- [Directions for this task] Please update the listing from the line containing "Task: localize woman in light" through the end of the listing, replacing every "woman" with "lady" and keeping everything else the same; return only those lines.

>> Begin Information provided

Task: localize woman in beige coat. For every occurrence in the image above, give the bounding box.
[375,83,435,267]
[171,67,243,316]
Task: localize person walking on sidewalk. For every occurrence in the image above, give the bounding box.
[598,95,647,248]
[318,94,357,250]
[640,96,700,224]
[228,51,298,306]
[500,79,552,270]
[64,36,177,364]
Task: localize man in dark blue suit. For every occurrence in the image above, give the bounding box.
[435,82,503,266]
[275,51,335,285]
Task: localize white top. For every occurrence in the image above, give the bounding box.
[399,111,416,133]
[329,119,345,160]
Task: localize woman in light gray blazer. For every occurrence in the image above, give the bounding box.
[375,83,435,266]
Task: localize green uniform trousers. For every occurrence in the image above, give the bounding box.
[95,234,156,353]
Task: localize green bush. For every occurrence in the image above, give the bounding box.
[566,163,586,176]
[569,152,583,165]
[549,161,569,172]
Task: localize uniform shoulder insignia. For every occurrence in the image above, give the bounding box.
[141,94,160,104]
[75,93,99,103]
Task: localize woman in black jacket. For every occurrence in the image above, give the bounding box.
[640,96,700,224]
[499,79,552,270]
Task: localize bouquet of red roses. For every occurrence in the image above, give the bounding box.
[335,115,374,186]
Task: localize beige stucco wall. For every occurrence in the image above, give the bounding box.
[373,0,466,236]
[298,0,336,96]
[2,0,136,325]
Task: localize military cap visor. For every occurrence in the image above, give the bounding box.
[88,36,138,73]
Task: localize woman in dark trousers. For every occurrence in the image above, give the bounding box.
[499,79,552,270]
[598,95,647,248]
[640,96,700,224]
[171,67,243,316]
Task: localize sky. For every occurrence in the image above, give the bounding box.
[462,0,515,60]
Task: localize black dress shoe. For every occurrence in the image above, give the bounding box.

>> End Information provided

- [Reply]
Task: localize lady in light gray blazer. For every occurrence in the image above, give the bounding box.
[375,83,435,266]
Task: localize green uniform trousers. For every occurrence in the image above, give the bounding box.
[95,234,156,353]
Task: localize green bush. For every occurrence in the image above, give the bounding box.
[566,163,586,176]
[569,152,583,165]
[549,161,569,172]
Task: localize uniform shoulder insignia. For every occurrence in the image above, give the bounding box.
[141,94,160,104]
[75,93,99,103]
Task: localize lady in black jacket. For every occurrence in the image above, give the bounding box.
[640,96,700,224]
[499,79,552,270]
Task: localize bouquet of red roses. For every occurrence in the image above, give the bounding box.
[335,115,374,186]
Task: localize beige stucco wall. For every occurrence in the image above, give the bounding box.
[373,0,466,236]
[298,0,336,96]
[2,0,136,325]
Task: localize military cap visor. For every occurrence in the image above, give the bounding box.
[88,36,138,73]
Task: localize lady in dark trousers. For every occurrence in the image above, give the bounding box.
[499,79,552,270]
[598,95,647,248]
[640,96,700,224]
[171,67,243,316]
Task: localize sky. For every occurrence in the image above, give the bounding box.
[462,0,515,60]
Task: localize black dress shoe. For every occurrence in the image above, give the bounding box.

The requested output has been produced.